▶ **Document passage**:
○ ○ ○ ○ ○
I make a brief outline with point-form notes and such, depending on the length of the short story. The plan includes descriptions of the following: Title, Setting, Plot, Characters, and Locations.

-JJB.


----------



## Penless

I've not written much. so far I've been winging it. I try to edit as little as possible as I write. 

My current strategy is:
1. Spew out a huge quantity of words. 
2. Retroactively impose structure. 

But I don't think this is the way to craft great works.

A great work has an idea, moral, or emotion the author wants to convey. 
And that should be discovered before pen touches paper, and every part of the novel should be constructed to accomplish that goal.
'What characters and relationships will help convey X'
'How will my character's journey convey X'
'What setting will best help convey X'

that kind of thing.

But I'm still struggling to make my writing cohesive. A masterful macro structure < enjoyable scenes, for me at the moment.


----------



## JustRob

Penless said:


> A great work has an idea, moral, or emotion the author wants to convey.
> And that should be discovered before pen touches paper, and every part of the novel should be constructed to accomplish that goal.
○ ○ ○ ○ ○
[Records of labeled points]
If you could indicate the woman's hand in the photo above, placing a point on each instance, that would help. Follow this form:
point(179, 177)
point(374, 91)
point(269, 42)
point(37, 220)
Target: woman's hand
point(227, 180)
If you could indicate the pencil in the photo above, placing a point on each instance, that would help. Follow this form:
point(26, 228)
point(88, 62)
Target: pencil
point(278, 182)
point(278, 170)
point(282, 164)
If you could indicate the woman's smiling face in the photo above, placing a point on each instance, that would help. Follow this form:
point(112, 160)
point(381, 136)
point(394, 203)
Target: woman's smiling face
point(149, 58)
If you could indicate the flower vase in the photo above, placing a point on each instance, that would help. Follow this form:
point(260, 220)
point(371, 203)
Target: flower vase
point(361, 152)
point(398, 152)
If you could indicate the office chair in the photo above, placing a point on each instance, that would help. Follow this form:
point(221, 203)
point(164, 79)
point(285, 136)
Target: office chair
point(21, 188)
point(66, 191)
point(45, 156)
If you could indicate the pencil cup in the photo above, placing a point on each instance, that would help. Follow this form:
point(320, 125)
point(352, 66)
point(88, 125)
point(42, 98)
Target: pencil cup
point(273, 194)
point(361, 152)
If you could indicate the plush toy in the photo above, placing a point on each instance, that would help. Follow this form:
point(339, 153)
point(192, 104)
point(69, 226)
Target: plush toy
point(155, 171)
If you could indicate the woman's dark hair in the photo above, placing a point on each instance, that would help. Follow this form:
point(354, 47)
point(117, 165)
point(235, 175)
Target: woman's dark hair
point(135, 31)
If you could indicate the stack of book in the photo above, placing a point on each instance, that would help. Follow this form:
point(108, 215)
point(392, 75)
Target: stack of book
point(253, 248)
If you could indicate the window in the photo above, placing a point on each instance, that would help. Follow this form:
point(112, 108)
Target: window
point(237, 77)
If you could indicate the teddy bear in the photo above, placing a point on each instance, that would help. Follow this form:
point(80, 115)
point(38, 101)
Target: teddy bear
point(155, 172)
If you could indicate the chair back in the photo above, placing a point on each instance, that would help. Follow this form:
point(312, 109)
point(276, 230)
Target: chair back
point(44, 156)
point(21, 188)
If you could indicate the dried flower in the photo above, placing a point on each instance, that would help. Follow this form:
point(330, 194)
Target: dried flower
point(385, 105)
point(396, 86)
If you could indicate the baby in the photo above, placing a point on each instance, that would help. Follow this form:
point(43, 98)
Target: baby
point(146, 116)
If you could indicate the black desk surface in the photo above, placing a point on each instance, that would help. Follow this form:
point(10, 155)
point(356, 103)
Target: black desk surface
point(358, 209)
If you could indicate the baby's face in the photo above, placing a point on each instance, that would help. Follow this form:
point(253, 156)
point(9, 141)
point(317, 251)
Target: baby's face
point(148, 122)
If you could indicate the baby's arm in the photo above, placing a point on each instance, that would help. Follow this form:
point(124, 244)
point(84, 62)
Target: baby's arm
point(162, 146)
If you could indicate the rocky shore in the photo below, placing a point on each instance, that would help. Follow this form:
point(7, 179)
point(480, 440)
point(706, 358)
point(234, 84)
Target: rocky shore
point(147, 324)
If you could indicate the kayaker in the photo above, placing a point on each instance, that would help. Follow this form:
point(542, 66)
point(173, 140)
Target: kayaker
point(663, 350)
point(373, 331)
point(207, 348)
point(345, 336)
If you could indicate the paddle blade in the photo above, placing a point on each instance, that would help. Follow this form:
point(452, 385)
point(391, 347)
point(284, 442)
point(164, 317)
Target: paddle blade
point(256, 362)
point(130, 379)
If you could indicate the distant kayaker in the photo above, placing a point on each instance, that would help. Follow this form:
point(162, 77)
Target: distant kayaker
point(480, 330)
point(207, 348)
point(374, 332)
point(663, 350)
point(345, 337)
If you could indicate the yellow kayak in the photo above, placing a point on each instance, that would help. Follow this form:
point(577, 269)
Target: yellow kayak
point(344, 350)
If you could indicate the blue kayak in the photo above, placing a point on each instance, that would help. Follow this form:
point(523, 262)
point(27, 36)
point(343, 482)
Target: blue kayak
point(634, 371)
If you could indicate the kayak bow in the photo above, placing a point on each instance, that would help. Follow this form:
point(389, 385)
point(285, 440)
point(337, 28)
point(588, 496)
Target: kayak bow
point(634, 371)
○ ○ ○ ○ ○
▶ **To be done**:
• A. From the writing forum thread, copy the text starting with "But I don't" and going on through "at the moment.".
• B. In the writing forum thread, which five things does JJB's story plan include descriptions of?
• C. Please finish out the next part of the writing forum thread, picking up after its last line.

▶ **Solved problems**:
• A.
But I don't think this is the way to craft great works.

A great work has an idea, moral, or emotion the author wants to convey. 
And that should be discovered before pen touches paper, and every part of the novel should be constructed to accomplish that goal.
'What characters and relationships will help convey X'
'How will my character's journey convey X'
'What setting will best help convey X'

that kind of thing.

But I'm still struggling to make my writing cohesive. A masterful macro structure < enjoyable scenes, for me at the moment.

• B. Title, Setting, Plot, Characters, and Locations.

• C.
One might think so, which is why I struggle with the concept of "literary fiction", which appears to be great literature purely for its own sake with plot, morals and all else subsidiary to that objective. Or do I have the wrong idea about what literary fiction is? Can a truly great writer succeed just by "winging it"?

Also, winging it is also wringing it out of one's subconscious. One may not consciously know where a story is heading at the outset, but the story evolves progressively as it is written. This is on a par with a painter's way of working, first with vague broad sweeps and general ideas and then adding subsequent layers and finer details until the message in the picture becomes clear. X-ray scans of old masters expose the evolution of a painting in a way that analysis of published literature cannot. 

I started to write my novel not because I had a clear idea of the story but because so much of it was already in my mind that I couldn't analyse it. I had to write it down simply to clear my mind to perform that analysis. In computer programming we talk about top down and bottom up design and there are advocates of both methods. I think that writers may also see writing in similar terms. As to what works best, in computer programming it is usually evident how well anything works, but readers' minds are not predictable computers, even though some writers might think that tried and tested methods will as often as not succeed with many of them. That's why I suspect that there is such a creature as the pantser reader, who just reads to discover where it will lead without any preconceived expectations. That type interests me.


----------



## Penless

JustRob said:


> One might think so, which is why I struggle with the concept of "literary fiction", which appears to be great literature purely for its own sake with plot, morals and all else subsidiary to that objective. Or do I have the wrong idea about what literary fiction is? Can a truly great writer succeed just by "winging it"?



I think a work can be very enjoyable without any guiding objective. 
I think that a reader can even find benefit in such a work.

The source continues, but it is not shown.